▶ _EXCERPTED RECORDS_:
[START]

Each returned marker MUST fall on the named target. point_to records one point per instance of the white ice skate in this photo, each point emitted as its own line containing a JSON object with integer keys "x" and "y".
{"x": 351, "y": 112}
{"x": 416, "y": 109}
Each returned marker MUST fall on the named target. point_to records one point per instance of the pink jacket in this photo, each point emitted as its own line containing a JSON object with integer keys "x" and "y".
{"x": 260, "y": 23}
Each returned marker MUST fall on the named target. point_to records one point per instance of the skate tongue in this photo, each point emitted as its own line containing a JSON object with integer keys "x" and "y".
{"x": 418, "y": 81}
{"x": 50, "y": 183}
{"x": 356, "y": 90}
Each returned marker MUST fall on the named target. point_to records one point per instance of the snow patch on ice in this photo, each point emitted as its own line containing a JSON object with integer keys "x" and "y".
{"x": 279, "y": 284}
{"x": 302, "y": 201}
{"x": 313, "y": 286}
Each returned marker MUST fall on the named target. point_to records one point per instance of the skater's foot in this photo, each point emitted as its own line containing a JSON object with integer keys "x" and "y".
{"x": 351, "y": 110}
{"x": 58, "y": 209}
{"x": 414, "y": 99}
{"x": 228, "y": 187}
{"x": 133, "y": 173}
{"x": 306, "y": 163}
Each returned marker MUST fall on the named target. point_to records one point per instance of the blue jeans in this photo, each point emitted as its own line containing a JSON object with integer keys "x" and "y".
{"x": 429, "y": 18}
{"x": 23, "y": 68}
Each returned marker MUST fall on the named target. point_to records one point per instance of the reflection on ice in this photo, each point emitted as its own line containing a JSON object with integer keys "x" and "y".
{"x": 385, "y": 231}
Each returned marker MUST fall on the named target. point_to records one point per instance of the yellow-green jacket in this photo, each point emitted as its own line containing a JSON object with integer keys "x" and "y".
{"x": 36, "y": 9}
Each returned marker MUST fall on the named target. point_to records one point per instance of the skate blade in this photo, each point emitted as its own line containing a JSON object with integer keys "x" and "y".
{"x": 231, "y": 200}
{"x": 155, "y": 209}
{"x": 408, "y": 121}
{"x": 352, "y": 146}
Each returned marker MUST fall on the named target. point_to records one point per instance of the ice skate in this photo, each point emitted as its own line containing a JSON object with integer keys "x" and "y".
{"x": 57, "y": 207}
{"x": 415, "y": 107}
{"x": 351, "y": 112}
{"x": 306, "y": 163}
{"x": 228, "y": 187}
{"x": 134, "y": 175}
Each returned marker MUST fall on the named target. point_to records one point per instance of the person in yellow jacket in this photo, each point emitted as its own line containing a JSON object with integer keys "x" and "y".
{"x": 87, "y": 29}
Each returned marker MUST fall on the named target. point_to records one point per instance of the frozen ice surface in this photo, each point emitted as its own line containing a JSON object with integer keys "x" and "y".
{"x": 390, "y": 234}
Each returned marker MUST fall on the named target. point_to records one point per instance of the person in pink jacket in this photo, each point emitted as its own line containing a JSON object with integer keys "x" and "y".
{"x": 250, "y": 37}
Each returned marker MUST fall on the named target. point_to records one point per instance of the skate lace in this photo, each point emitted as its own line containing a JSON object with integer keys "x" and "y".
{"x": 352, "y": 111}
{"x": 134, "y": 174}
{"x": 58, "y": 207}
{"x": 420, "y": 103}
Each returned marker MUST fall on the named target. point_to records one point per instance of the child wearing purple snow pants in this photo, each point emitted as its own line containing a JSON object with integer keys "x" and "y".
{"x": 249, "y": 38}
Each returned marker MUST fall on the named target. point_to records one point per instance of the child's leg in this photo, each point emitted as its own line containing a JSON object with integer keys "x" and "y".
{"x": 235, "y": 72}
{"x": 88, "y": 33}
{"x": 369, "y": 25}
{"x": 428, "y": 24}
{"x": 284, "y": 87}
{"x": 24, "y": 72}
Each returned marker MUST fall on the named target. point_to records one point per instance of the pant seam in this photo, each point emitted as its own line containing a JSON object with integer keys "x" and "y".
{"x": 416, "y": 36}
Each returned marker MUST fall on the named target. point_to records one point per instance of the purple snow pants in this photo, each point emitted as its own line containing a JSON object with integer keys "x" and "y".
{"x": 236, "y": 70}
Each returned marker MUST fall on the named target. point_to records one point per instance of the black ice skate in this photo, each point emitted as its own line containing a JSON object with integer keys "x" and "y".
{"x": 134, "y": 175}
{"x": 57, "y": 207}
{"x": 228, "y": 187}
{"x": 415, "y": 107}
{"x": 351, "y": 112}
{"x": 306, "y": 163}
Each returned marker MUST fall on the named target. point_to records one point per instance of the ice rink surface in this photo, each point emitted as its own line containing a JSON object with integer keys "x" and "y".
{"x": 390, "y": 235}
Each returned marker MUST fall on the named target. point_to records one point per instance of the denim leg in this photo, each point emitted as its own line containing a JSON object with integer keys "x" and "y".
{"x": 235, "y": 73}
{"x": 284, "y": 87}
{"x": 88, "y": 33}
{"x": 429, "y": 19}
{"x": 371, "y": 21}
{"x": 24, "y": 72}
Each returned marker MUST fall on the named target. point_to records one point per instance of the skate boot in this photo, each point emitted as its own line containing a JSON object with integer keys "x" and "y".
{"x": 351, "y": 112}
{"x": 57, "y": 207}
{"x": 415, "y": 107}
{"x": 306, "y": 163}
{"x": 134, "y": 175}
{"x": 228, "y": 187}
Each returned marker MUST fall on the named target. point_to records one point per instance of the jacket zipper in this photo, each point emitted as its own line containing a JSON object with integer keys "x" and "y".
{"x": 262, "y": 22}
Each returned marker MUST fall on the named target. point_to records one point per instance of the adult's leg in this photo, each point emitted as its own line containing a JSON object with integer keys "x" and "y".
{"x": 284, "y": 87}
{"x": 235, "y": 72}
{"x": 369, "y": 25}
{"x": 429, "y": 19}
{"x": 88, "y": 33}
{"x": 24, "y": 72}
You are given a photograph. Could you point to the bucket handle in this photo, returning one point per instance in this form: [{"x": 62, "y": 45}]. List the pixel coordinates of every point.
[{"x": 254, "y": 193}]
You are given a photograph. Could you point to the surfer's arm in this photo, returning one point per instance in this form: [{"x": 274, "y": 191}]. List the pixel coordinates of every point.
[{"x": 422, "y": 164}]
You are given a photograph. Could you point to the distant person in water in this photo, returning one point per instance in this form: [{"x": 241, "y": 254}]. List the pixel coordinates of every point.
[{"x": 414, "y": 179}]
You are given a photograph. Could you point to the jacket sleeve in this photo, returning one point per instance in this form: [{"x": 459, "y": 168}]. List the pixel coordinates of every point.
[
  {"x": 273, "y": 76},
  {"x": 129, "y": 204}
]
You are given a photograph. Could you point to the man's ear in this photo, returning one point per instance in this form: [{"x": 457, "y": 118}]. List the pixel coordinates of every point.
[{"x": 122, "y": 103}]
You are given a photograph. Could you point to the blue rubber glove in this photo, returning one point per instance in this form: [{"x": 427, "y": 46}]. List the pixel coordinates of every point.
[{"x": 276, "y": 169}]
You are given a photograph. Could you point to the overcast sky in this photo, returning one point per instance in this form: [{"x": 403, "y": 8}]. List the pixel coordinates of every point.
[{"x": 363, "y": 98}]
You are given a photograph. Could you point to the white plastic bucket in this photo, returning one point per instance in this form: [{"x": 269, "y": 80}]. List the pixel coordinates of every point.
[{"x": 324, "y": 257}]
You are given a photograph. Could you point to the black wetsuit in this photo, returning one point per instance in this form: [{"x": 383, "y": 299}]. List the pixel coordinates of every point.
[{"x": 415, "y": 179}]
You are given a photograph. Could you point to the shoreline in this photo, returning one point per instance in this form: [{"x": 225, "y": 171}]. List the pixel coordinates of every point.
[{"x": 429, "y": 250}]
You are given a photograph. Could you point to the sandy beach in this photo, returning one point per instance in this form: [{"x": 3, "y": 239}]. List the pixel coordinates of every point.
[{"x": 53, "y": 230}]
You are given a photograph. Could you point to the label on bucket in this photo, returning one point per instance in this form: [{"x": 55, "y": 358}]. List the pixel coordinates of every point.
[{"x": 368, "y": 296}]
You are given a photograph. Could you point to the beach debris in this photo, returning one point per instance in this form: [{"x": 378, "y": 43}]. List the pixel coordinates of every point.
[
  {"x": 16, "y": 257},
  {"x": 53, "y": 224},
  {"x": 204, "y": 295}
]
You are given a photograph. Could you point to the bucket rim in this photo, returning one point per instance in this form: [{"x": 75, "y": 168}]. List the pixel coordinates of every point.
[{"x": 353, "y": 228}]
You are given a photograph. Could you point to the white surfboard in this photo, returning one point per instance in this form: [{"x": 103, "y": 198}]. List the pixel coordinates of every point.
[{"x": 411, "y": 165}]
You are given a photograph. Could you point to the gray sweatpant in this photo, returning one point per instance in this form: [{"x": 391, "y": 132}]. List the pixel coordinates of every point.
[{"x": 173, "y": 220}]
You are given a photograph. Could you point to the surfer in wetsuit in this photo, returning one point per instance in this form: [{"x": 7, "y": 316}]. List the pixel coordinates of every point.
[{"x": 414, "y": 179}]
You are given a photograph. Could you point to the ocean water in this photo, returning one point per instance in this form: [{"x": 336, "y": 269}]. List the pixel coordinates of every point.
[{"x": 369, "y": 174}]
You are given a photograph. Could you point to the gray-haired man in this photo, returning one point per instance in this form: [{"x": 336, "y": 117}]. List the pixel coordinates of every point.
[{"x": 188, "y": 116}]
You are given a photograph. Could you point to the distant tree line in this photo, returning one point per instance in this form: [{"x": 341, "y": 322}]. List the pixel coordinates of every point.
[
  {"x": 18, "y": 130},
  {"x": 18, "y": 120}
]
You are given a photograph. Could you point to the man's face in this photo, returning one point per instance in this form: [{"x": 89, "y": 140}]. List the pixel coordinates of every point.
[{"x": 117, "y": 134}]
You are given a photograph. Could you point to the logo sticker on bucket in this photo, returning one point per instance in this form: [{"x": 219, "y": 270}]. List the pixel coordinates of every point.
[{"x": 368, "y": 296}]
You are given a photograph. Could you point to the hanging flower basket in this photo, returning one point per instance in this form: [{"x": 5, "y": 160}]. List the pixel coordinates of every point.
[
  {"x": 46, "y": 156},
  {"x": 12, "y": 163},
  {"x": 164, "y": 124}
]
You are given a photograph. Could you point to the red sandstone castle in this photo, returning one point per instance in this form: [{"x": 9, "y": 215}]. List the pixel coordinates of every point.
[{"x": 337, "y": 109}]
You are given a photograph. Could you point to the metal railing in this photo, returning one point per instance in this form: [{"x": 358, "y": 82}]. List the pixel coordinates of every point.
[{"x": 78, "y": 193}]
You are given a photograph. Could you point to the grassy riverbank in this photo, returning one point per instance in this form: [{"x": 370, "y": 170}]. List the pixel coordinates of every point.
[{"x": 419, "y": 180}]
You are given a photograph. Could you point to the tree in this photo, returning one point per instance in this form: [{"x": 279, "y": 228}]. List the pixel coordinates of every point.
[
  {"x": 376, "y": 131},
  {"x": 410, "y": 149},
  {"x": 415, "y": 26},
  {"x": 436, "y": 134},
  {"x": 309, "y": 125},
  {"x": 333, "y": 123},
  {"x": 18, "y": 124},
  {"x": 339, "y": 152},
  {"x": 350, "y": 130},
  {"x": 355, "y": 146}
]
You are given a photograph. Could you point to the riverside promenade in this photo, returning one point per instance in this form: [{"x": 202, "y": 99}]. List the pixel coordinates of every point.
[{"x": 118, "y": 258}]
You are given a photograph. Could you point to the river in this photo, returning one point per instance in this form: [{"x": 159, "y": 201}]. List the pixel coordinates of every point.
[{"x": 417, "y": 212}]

[END]

▶ _STATED TASK_: Give the lines from the one containing "You are given a photograph. Could you point to the logo" through the end of the entries again, exactly as written and with no other lines.

▶ _TASK RESULT_:
You are given a photograph. Could you point to the logo sticker on bucket in this photo, returning one point per instance in this form: [{"x": 219, "y": 270}]. List the pixel coordinates of every point.
[{"x": 368, "y": 296}]
You are given a photograph. Could you point to the hanging flower basket in this photo, returning one point per instance in this form: [{"x": 5, "y": 160}]. List the pixel coordinates of every point.
[
  {"x": 46, "y": 156},
  {"x": 12, "y": 163},
  {"x": 164, "y": 124}
]
You are given a photograph. Could you point to the red sandstone castle in this photo, returning one point per instance in this form: [{"x": 9, "y": 215}]. List the pixel coordinates of every point.
[{"x": 337, "y": 109}]
You are given a photograph. Could you point to the metal railing in this photo, returning one point per instance in this form: [{"x": 358, "y": 82}]. List the pixel coordinates of every point.
[{"x": 78, "y": 193}]
You are given a photograph. Could you point to the grassy riverbank in this photo, returning one point per instance in this form: [{"x": 370, "y": 170}]. List the pixel coordinates of every point.
[{"x": 419, "y": 180}]
You are given a photograph. Could you point to the tree in this photo, returning one point per instance in this form: [{"x": 279, "y": 228}]. List the pixel coordinates of every point.
[
  {"x": 376, "y": 131},
  {"x": 410, "y": 149},
  {"x": 415, "y": 26},
  {"x": 436, "y": 134},
  {"x": 309, "y": 125},
  {"x": 333, "y": 123},
  {"x": 18, "y": 124},
  {"x": 339, "y": 152},
  {"x": 350, "y": 130},
  {"x": 355, "y": 146}
]
You are given a photograph. Could you point to the riverside promenade in this photo, returning one point per instance in this form: [{"x": 202, "y": 99}]. List the pixel coordinates of every point.
[{"x": 118, "y": 258}]
You are given a photograph. Could you point to the river in this photo, returning one point per instance in this form: [{"x": 159, "y": 201}]. List the pixel coordinates of every point.
[{"x": 417, "y": 212}]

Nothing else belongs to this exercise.